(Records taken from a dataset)
────────

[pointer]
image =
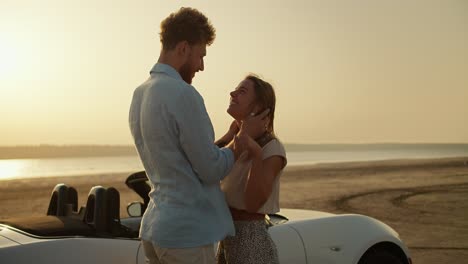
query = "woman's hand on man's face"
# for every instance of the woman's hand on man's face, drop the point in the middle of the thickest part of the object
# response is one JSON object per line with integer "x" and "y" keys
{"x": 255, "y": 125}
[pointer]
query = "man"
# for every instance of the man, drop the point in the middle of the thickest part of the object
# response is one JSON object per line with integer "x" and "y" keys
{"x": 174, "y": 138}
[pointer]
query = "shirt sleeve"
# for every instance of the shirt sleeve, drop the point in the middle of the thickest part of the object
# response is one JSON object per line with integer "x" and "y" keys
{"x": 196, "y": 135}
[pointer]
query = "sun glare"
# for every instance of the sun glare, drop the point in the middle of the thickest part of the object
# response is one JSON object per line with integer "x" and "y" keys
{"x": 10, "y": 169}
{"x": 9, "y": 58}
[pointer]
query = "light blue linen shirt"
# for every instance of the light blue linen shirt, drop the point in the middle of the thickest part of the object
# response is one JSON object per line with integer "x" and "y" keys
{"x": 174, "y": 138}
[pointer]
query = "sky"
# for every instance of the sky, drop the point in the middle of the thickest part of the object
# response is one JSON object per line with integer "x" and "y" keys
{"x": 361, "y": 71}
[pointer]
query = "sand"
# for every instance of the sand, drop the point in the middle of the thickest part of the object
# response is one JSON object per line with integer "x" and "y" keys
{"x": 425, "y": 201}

────────

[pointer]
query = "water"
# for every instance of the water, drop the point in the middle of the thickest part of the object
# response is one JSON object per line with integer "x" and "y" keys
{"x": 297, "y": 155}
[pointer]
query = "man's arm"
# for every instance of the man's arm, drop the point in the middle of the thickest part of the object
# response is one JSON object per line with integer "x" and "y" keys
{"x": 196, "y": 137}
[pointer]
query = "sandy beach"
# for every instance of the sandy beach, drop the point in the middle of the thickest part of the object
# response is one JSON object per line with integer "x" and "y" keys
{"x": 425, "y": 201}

────────

### Exercise
Please gather every line in the listing above that contains the word "blue", copying each one in full.

### The solution
query = "light blue linen shirt"
# for every instance of the light blue linen shirt, drop the point in the middle of the thickest part of the object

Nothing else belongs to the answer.